WRITTEN REQUEST: Rewrite the records from their first line through the line containing "289,3 -> 337,139", swapping every "visually impaired user" for "low-vision user" and leaving everything else the same.

RECORDED INFORMATION:
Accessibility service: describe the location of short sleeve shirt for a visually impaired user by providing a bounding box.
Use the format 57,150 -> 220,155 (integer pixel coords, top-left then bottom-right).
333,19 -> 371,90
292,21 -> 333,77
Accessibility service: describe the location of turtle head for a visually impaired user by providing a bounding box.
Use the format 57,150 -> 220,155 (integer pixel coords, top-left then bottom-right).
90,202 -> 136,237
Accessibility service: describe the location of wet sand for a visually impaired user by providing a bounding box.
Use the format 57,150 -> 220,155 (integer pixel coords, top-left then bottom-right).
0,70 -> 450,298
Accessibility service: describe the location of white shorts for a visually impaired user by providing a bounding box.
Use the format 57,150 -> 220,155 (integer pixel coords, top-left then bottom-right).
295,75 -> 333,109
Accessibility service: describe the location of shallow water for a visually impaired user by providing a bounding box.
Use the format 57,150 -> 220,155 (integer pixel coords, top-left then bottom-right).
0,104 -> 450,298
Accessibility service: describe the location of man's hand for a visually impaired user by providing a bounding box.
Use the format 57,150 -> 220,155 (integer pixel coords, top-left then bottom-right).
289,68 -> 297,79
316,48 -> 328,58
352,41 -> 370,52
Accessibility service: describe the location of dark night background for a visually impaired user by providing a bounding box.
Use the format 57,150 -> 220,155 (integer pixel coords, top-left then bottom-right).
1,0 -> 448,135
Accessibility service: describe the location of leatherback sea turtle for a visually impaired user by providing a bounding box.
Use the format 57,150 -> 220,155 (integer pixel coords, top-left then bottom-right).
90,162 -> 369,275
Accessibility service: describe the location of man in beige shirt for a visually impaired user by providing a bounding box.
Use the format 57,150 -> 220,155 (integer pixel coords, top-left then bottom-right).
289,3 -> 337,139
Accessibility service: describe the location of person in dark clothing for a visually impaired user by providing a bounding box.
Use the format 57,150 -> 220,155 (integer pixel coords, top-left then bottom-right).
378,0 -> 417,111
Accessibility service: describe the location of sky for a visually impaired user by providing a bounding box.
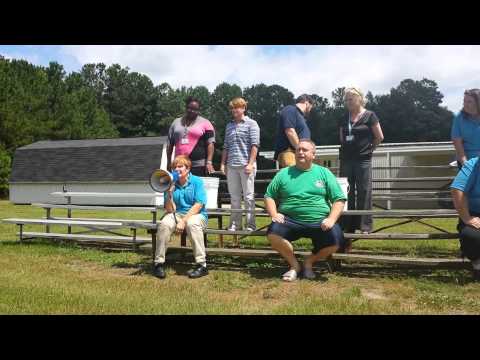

RIGHT ANSWER:
Accessibility service: describe the location of short sleeve shirt for a low-vision user by providing a bounding box.
Use the format 57,150 -> 220,155 (integer pixel coords, top-left then bottom-right).
333,19 -> 371,90
292,21 -> 333,77
Accessibility service: describe the location of turtle head for a low-vision user by providing a bounding box.
Use the format 57,150 -> 220,155 (integer pixel coords, top-left then bottom-right).
90,202 -> 136,237
Accessibility service: describe the location of wet sand for a low-vision user by providing a bounding box.
Use the format 57,150 -> 220,155 (integer pixel coords, top-left then bottom-right).
0,70 -> 450,298
Accessibility service: describe the location of white shorts for a low-vision user by providing a bounding box.
Use the format 57,150 -> 220,155 (integer pixel coords, top-left then bottom-right).
295,75 -> 333,109
Accessibility service: describe the location of shallow water for a low-vision user by providing a bounding box.
Use the format 57,150 -> 220,155 (integer pixel coords, top-left then bottom-right).
0,104 -> 450,298
Accessibility service: describe the location of man's hand for a low-vision user by providing a bounding box.
Use the format 57,150 -> 220,155 (integer pixel coords, top-left then bottom-right).
289,68 -> 297,79
316,48 -> 328,58
352,41 -> 370,52
Accessibility service: describe the location of dark night background for a low-vision user by providing a bounding box.
Use the format 57,150 -> 220,155 (integer pixel coords, top-left then bottom-right).
1,0 -> 448,135
Accessibility service: describe the location of leatherback sea turtle for a low-vision user by providing a bounding box.
Use the format 57,150 -> 220,155 (integer pixel coords, top-left then bottom-right).
90,162 -> 369,275
Accessibility service: describe the location of man in beige shirt for a low-vision user by providing a bounding box.
Use the format 57,150 -> 220,155 (integer pixel coords, top-left then bottom-right).
289,3 -> 337,139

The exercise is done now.